[Listing of box annotation data]
— begin —

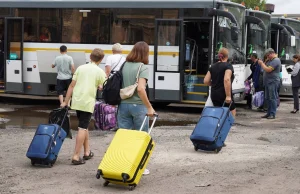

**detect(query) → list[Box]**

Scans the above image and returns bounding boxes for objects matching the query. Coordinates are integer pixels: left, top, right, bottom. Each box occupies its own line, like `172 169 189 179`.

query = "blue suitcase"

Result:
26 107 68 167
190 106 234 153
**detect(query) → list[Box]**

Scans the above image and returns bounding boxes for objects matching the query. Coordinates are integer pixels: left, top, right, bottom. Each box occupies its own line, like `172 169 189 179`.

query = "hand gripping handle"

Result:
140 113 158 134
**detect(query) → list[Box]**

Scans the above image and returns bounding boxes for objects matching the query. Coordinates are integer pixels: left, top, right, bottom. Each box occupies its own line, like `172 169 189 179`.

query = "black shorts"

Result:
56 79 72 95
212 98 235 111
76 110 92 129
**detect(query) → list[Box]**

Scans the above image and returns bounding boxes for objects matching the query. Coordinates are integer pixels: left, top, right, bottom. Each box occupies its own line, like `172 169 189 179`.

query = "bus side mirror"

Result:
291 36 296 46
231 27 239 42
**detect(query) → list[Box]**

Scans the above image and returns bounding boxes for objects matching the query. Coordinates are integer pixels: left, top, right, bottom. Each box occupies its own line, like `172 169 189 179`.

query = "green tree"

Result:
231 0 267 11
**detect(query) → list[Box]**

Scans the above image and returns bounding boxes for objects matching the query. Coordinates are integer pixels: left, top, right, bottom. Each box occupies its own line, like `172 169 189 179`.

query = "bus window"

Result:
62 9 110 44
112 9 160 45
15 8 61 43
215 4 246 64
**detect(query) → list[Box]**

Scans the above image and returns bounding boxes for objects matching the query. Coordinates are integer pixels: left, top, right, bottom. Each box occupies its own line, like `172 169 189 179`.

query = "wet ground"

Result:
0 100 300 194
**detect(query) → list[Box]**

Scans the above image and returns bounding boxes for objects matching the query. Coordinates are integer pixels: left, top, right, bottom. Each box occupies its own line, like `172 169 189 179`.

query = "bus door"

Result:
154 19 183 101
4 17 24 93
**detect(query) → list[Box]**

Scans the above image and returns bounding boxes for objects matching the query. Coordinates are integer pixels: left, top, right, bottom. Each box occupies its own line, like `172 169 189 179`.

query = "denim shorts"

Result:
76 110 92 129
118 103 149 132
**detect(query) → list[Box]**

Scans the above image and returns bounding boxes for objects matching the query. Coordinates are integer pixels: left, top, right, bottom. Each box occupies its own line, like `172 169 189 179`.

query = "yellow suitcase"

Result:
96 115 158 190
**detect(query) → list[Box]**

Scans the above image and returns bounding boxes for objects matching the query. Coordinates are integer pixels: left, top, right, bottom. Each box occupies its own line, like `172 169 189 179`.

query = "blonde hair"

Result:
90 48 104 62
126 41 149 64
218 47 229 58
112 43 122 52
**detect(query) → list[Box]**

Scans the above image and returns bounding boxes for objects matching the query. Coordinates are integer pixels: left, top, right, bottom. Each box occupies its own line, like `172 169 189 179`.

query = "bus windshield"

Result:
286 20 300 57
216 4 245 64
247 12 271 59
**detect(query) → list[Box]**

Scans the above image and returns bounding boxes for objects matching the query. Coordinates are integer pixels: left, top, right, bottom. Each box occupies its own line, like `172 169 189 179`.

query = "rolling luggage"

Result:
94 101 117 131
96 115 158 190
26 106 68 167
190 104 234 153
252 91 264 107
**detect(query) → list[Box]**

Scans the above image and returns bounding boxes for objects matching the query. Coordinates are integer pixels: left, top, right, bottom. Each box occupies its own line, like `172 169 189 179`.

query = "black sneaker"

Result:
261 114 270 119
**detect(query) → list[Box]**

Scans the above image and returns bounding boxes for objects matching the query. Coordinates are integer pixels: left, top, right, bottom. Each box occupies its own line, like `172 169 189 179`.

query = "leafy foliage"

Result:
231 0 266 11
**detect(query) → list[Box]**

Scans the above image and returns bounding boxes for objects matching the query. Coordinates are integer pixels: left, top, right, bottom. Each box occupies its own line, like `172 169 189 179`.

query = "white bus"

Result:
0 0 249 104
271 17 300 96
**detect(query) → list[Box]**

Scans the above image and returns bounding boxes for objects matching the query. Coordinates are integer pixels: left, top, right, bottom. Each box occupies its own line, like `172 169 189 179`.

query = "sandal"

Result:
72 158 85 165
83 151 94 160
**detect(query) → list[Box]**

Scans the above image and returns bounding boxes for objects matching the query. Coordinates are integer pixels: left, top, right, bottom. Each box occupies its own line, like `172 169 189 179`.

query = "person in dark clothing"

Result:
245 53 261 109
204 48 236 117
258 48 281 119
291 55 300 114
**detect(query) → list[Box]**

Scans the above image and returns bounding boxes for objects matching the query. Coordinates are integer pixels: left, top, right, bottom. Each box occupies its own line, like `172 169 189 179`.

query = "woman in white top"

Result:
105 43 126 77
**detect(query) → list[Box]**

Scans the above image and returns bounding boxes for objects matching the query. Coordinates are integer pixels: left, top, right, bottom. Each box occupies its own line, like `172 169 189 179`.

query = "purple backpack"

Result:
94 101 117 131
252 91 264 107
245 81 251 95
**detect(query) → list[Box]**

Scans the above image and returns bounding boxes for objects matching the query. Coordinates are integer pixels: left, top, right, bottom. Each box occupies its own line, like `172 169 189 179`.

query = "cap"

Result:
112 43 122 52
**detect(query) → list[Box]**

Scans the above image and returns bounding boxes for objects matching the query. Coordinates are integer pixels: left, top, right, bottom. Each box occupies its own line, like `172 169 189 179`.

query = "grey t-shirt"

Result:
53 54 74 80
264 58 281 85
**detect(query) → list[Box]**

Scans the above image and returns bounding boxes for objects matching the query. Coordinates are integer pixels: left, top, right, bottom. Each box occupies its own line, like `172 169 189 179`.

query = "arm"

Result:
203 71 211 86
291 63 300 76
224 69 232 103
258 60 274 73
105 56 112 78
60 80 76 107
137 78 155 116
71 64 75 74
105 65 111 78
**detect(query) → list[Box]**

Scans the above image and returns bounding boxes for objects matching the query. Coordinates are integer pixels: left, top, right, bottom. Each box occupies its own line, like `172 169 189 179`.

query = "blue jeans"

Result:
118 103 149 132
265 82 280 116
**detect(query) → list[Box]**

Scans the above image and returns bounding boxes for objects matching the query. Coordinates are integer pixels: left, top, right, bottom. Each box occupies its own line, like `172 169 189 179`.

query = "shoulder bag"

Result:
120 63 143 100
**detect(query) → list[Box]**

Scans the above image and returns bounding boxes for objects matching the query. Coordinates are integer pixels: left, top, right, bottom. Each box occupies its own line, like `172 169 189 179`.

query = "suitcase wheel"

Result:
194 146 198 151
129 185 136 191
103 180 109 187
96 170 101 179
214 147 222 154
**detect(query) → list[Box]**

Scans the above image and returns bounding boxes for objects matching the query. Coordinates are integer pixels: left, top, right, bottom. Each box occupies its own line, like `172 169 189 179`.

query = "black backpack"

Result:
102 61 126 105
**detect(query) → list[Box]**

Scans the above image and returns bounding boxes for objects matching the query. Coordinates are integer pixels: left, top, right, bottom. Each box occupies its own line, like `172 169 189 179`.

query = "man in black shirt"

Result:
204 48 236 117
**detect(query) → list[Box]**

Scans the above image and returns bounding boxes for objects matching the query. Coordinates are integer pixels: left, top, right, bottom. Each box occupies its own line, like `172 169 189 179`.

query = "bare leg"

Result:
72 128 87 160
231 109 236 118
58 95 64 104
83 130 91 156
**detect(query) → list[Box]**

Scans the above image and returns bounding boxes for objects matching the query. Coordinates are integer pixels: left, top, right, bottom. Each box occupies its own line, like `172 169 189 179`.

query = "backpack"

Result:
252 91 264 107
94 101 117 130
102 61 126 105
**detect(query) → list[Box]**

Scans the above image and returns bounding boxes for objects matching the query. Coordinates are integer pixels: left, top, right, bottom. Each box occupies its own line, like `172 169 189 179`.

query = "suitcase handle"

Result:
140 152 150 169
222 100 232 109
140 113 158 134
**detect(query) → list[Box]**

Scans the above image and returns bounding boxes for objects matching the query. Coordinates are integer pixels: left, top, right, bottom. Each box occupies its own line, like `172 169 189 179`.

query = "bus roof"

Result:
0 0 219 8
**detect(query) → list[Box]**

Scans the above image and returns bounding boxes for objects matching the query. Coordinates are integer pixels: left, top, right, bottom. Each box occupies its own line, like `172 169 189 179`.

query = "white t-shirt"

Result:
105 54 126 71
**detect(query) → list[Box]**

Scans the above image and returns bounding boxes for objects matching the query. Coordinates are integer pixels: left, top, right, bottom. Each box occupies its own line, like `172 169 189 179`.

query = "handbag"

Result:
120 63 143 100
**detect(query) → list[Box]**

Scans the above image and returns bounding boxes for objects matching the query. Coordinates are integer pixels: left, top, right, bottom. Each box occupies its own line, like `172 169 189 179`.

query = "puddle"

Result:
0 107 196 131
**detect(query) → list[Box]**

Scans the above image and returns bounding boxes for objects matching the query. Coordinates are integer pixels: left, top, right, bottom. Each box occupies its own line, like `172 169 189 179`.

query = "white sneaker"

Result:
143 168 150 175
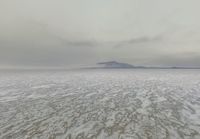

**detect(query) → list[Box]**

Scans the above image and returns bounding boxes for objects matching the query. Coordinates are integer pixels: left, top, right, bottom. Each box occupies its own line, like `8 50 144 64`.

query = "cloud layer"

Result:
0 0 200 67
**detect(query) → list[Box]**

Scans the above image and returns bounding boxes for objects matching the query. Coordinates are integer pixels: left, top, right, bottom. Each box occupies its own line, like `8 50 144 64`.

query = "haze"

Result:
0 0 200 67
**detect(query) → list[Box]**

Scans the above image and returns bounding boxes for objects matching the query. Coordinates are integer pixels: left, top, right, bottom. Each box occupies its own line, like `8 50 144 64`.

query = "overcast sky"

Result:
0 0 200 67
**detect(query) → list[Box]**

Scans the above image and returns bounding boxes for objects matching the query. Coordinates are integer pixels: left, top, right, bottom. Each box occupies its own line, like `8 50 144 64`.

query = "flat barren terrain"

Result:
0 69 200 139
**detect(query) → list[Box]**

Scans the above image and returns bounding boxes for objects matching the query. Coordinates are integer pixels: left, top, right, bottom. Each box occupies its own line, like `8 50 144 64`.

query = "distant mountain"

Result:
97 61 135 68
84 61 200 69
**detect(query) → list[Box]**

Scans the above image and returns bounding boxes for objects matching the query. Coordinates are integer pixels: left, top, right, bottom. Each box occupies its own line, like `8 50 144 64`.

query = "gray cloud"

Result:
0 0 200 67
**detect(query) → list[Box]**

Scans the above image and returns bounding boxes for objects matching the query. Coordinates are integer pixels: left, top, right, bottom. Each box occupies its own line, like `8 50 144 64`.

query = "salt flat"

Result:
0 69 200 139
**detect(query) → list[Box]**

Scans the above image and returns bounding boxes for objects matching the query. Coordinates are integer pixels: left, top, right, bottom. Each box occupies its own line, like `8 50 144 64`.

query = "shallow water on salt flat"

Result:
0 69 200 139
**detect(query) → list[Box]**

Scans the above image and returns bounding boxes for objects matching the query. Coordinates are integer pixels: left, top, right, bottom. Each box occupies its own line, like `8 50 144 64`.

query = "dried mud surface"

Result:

— end —

- _DIRECTIVE_
Put the stretch of the listing from its start through the line containing "231 27 239 42" into a two-column CSV with the columns request and result, one row per request. Quote each field and replace line breaks with spaces, and leave the pictures out.

- _THE RESULT_
request,result
"**detect(query) → list[Box]** Scans the above image and returns bounding boxes for objects matching the query. Coordinates are integer pixels: left, top, right, bottom. Each box occupies its own line, like `172 169 189 179`. query = ""blue suitcase"" Result:","26 107 68 167 190 106 234 153"
"**detect(query) → list[Box]** Scans the above image and returns bounding boxes for objects matching the query. Coordinates are integer pixels: left, top, right, bottom. Each box occupies its own line, like `172 169 189 179`. query = ""hand gripping handle"" Result:","140 113 158 134"
"**detect(query) → list[Box]** Scans the above image and returns bounding boxes for objects matching the query. Coordinates are integer pixels: left, top, right, bottom. Each box occupies its own line, like `172 169 189 179`. query = ""black shorts"" Result:","56 79 72 95 212 98 235 111 76 110 92 129"
"**detect(query) → list[Box]** Scans the above image and returns bounding boxes for objects matching the query. Coordinates are integer pixels: left, top, right, bottom. Each box occupies its own line, like `172 169 189 179`. query = ""bus side mirror"" Result:","291 36 296 46 231 27 239 42"